(Records from a point labeling set)
◆ ◆ ◆ ◆ ◆

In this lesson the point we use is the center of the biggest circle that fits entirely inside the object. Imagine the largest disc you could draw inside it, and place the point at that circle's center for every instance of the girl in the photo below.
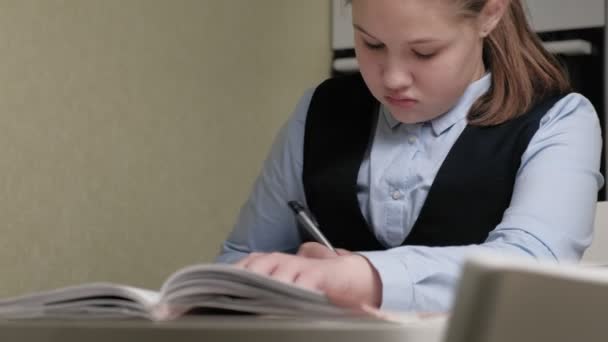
(459, 135)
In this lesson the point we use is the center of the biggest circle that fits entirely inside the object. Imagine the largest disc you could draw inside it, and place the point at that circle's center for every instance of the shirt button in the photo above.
(544, 120)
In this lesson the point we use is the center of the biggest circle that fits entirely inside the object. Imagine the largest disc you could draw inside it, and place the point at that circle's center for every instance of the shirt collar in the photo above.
(457, 113)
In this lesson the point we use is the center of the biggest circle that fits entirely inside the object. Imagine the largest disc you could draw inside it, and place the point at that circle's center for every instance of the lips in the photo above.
(403, 102)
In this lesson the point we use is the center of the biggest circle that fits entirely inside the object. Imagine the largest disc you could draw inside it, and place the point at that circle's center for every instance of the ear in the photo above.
(490, 16)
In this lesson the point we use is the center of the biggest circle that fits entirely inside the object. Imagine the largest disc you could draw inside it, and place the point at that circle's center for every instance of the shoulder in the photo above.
(346, 85)
(572, 108)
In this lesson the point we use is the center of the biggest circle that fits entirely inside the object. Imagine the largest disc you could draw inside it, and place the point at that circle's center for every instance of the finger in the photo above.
(315, 250)
(342, 252)
(246, 260)
(311, 280)
(266, 264)
(285, 273)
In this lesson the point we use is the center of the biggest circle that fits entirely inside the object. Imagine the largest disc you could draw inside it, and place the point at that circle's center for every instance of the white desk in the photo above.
(219, 328)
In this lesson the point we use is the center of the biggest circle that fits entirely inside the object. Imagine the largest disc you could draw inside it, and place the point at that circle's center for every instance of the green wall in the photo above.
(131, 130)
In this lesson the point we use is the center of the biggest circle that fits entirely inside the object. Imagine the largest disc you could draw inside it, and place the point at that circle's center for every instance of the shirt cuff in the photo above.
(397, 287)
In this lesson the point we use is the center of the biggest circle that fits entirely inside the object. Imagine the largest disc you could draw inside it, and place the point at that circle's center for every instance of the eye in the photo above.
(373, 46)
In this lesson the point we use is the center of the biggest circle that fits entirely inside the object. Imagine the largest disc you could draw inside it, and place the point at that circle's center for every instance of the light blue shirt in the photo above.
(550, 215)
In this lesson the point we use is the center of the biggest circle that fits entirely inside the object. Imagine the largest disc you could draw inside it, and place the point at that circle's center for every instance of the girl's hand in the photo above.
(347, 279)
(319, 251)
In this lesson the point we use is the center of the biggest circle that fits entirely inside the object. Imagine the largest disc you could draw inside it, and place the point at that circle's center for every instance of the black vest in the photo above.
(467, 199)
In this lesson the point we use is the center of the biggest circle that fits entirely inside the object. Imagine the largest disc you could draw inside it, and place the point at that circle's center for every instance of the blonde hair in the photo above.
(523, 72)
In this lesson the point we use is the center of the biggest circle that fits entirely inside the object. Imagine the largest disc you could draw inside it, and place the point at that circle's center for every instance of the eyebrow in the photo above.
(422, 40)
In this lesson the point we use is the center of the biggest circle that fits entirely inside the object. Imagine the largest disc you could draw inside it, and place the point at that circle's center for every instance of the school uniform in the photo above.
(415, 199)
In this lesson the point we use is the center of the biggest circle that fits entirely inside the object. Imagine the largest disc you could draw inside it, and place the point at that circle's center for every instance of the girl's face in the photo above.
(417, 57)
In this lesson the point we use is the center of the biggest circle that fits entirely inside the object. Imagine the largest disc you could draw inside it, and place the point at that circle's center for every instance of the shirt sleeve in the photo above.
(265, 223)
(550, 215)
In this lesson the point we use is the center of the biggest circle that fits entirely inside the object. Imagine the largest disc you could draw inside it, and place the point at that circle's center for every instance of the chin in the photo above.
(410, 117)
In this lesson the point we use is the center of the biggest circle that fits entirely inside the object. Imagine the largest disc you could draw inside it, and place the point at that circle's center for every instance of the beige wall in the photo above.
(131, 130)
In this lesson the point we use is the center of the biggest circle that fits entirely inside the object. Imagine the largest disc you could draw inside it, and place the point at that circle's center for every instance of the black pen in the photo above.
(307, 222)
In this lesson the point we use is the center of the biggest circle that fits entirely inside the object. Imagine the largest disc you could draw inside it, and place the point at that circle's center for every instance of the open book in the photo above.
(197, 288)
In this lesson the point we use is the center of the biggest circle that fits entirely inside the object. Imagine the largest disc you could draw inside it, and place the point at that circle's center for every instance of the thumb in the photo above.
(315, 250)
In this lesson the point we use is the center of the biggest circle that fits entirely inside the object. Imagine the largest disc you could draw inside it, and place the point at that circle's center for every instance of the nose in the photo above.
(396, 74)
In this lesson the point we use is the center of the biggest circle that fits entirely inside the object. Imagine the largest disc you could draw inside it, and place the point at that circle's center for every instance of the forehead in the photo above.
(403, 16)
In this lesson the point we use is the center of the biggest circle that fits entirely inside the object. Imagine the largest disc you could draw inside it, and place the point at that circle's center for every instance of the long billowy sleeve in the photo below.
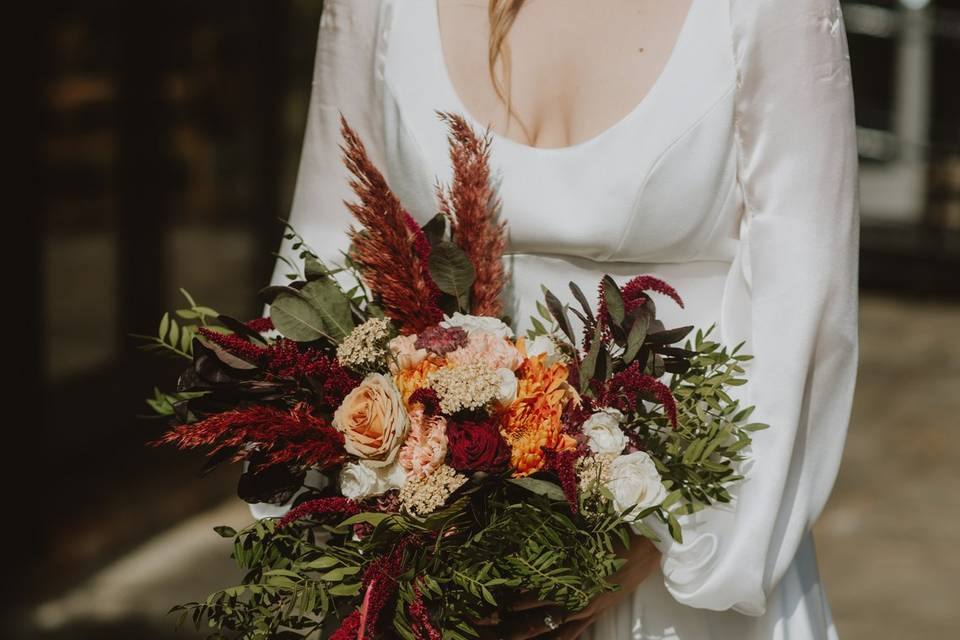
(347, 79)
(792, 291)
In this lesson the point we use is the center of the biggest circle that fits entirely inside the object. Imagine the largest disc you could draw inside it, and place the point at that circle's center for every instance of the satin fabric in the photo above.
(734, 180)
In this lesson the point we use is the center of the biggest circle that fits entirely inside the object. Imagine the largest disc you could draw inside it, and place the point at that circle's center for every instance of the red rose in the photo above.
(476, 446)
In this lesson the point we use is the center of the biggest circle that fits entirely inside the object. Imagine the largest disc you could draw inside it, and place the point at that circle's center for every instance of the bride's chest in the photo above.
(658, 185)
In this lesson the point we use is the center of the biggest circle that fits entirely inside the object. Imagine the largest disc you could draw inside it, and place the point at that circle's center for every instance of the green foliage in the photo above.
(494, 541)
(176, 336)
(452, 272)
(699, 458)
(162, 403)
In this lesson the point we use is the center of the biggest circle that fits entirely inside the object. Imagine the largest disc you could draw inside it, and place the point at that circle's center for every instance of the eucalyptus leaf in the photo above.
(636, 337)
(452, 271)
(539, 487)
(582, 299)
(296, 318)
(313, 269)
(559, 313)
(332, 305)
(589, 364)
(614, 300)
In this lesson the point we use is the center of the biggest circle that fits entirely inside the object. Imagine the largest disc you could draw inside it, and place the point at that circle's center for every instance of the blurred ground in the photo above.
(885, 542)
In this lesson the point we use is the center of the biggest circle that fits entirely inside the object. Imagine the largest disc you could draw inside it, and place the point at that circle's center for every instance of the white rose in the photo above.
(603, 432)
(392, 477)
(507, 392)
(544, 344)
(358, 480)
(477, 323)
(635, 483)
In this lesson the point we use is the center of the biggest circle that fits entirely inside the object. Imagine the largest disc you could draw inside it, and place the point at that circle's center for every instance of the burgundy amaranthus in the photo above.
(634, 294)
(380, 583)
(234, 344)
(441, 340)
(320, 506)
(471, 205)
(563, 464)
(284, 358)
(260, 325)
(423, 629)
(283, 436)
(623, 391)
(391, 246)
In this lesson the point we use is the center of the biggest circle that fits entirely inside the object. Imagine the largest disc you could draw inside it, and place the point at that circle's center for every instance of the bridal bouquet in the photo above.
(437, 464)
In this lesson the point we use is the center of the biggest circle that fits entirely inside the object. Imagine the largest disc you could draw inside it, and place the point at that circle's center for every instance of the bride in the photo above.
(708, 142)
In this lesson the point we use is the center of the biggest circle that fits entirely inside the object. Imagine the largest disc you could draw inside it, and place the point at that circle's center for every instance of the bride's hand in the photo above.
(529, 617)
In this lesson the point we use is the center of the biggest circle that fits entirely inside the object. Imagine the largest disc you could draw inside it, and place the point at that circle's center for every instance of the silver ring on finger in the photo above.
(550, 623)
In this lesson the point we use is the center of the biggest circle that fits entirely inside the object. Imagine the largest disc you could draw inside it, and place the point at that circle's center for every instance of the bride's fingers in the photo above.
(489, 621)
(572, 630)
(533, 623)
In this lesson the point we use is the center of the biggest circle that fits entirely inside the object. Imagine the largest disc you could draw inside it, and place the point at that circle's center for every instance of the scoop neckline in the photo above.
(643, 104)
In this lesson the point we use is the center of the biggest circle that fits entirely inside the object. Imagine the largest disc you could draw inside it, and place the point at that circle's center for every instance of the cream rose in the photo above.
(373, 420)
(405, 353)
(507, 392)
(477, 323)
(635, 483)
(489, 348)
(603, 432)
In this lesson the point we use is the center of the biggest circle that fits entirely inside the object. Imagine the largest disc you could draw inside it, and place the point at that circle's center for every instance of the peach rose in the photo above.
(373, 420)
(405, 354)
(489, 348)
(426, 446)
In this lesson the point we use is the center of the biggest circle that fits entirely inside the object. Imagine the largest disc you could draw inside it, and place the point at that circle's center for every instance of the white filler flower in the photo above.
(477, 323)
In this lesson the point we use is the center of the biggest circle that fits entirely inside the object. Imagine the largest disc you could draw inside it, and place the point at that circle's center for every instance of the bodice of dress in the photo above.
(734, 179)
(657, 186)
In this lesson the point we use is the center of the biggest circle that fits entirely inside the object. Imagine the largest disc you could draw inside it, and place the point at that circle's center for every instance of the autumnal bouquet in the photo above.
(437, 463)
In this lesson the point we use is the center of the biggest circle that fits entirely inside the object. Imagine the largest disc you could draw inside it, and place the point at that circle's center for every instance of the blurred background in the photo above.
(160, 144)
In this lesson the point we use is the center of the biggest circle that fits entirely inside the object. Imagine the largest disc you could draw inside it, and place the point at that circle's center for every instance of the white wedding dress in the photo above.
(735, 181)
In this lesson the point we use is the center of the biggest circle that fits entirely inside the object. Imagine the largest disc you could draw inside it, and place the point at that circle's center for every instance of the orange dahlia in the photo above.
(531, 424)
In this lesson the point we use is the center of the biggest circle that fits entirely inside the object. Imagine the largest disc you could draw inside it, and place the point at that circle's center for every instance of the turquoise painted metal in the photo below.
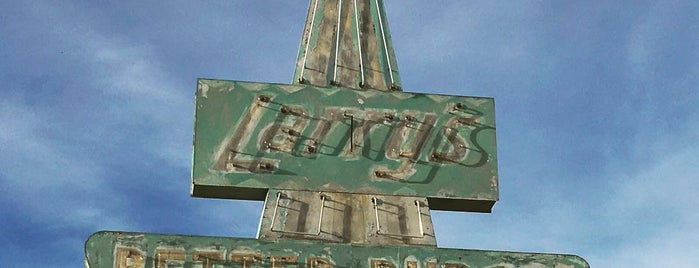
(250, 137)
(140, 250)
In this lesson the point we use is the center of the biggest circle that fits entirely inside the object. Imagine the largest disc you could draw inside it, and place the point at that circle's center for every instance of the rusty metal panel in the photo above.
(250, 137)
(140, 250)
(347, 218)
(347, 43)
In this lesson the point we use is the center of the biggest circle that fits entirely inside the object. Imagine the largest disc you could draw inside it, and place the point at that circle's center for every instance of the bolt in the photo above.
(389, 117)
(285, 110)
(263, 98)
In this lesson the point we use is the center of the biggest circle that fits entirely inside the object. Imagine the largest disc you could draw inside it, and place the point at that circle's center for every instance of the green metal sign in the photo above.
(140, 250)
(250, 137)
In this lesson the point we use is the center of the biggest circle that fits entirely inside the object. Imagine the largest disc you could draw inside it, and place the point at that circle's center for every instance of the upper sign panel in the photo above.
(250, 137)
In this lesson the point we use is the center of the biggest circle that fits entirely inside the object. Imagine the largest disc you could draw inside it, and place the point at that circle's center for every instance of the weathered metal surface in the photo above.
(347, 43)
(139, 250)
(346, 218)
(250, 137)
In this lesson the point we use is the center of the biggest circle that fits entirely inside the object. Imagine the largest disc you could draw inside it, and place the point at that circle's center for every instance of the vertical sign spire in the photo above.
(347, 43)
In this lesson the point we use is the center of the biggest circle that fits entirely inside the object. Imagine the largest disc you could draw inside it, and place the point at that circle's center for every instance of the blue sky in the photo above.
(597, 115)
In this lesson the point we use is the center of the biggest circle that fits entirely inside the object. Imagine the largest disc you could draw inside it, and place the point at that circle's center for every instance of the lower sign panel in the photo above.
(250, 137)
(139, 250)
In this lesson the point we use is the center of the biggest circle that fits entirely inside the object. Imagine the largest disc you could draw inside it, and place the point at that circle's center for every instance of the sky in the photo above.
(597, 118)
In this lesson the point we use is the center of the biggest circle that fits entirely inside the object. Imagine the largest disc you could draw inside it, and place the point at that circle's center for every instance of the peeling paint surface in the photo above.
(251, 137)
(138, 250)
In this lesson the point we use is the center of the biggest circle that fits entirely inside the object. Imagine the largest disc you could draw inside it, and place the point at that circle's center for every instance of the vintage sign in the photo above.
(140, 250)
(250, 137)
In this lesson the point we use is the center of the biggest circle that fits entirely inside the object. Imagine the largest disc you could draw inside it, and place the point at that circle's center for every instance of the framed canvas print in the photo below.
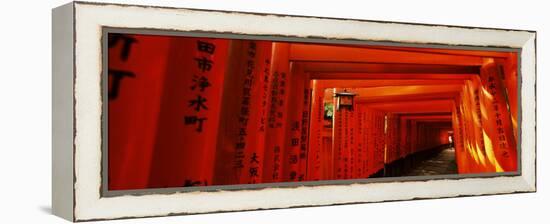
(169, 111)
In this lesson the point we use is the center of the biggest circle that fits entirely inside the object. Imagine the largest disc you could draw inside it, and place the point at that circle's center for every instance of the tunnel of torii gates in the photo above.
(260, 116)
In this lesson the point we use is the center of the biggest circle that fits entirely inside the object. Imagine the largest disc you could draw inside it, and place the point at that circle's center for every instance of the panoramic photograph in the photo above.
(184, 111)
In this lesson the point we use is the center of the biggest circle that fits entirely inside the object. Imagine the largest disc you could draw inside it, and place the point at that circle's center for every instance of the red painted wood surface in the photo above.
(199, 111)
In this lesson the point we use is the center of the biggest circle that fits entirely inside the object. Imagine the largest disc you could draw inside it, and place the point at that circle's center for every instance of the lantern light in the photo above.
(344, 100)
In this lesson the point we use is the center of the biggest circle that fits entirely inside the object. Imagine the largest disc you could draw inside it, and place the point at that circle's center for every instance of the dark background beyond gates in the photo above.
(25, 130)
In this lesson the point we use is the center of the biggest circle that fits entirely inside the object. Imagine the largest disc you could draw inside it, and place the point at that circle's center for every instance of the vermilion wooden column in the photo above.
(499, 124)
(277, 113)
(296, 131)
(242, 134)
(131, 71)
(509, 68)
(359, 154)
(189, 113)
(315, 146)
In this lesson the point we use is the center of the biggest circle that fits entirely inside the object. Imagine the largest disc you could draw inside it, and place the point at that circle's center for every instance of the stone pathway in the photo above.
(440, 164)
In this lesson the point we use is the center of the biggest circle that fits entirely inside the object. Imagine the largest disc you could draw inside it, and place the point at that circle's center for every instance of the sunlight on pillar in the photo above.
(490, 153)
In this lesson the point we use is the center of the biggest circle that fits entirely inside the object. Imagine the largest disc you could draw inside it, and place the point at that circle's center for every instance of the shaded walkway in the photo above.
(439, 164)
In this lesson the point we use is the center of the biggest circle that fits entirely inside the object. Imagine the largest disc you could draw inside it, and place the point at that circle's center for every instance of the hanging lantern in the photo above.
(344, 100)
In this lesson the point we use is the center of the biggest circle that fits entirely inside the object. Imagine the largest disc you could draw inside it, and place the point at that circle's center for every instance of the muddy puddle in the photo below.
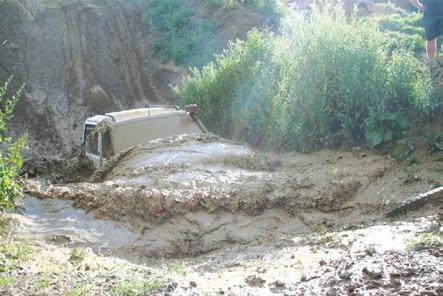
(58, 222)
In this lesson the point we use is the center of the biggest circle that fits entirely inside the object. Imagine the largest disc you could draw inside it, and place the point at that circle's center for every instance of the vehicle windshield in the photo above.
(90, 139)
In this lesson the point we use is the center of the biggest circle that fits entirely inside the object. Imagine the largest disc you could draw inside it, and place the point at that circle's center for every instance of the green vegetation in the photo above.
(77, 255)
(325, 81)
(189, 38)
(42, 283)
(181, 35)
(434, 141)
(10, 158)
(13, 254)
(6, 282)
(425, 241)
(133, 286)
(177, 267)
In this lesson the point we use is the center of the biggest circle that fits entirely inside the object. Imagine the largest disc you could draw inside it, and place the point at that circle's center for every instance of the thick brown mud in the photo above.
(190, 195)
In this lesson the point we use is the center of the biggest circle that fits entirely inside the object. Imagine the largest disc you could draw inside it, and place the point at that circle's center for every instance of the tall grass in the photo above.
(324, 81)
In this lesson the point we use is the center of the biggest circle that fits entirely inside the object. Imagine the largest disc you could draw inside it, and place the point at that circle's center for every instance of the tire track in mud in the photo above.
(189, 195)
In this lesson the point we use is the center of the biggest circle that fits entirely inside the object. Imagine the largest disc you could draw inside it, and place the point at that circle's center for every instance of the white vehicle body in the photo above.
(107, 135)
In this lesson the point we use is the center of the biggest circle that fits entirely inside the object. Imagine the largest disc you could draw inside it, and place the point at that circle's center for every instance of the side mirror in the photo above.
(191, 109)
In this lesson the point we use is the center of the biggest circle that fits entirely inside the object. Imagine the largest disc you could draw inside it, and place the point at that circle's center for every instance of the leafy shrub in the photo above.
(181, 36)
(323, 82)
(406, 30)
(10, 158)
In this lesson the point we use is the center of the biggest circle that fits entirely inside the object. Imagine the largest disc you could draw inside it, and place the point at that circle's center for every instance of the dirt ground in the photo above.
(199, 215)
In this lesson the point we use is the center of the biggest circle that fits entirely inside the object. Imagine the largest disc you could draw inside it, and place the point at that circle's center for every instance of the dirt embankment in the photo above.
(74, 60)
(78, 58)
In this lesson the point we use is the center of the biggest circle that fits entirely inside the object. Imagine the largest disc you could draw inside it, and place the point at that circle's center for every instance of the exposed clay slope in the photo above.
(80, 58)
(74, 60)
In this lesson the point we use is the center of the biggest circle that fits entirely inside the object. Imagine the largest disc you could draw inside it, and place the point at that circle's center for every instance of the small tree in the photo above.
(10, 151)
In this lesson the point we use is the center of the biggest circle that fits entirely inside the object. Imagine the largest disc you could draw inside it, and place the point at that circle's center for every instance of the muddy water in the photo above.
(57, 221)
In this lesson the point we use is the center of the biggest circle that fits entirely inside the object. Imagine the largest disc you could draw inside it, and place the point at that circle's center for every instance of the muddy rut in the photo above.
(189, 195)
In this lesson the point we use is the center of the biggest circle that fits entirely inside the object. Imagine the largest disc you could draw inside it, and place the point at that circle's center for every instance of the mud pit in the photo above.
(190, 195)
(234, 221)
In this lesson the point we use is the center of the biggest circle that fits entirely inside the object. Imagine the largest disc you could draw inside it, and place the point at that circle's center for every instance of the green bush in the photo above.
(406, 29)
(10, 158)
(180, 35)
(325, 81)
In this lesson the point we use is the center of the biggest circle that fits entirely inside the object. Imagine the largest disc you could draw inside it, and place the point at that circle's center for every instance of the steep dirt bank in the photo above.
(75, 60)
(78, 58)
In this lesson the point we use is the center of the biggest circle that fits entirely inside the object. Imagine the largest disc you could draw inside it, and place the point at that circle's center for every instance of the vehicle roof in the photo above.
(94, 120)
(140, 113)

◆ ◆ ◆ ◆ ◆

Could you give again exactly the lines from the line containing "pit in the photo above." through the final line of the data above, and no others?

▶ _CORRECT RESPONSE_
In this lesson the point we use is the center of the biggest circle that fits entirely inside the object. Imagine the largest disc you could draw inside it, and place the point at that circle's center for every instance of the mud pit in the photo above.
(190, 195)
(234, 221)
In this lesson the point we use is the center of the biggest circle that fits entirely inside the object. Imagine the largest disc you could draw inside it, and place the point at that circle's center for every instance of the green bush in the photo above.
(406, 29)
(10, 158)
(180, 35)
(325, 81)
In this lesson the point we use is the center of the biggest circle that fits entirely inside the object. Imagine the largest disc you could draw inside it, and place the point at that circle's center for every instance of the steep dirt bank in the photo above.
(75, 60)
(78, 58)
In this lesson the point we use is the center of the biggest circle that fits entirely inside the object. Imagine the largest disc you could draw inside it, and place the point at that circle's center for every instance of the vehicle roof in the photo above.
(94, 120)
(140, 113)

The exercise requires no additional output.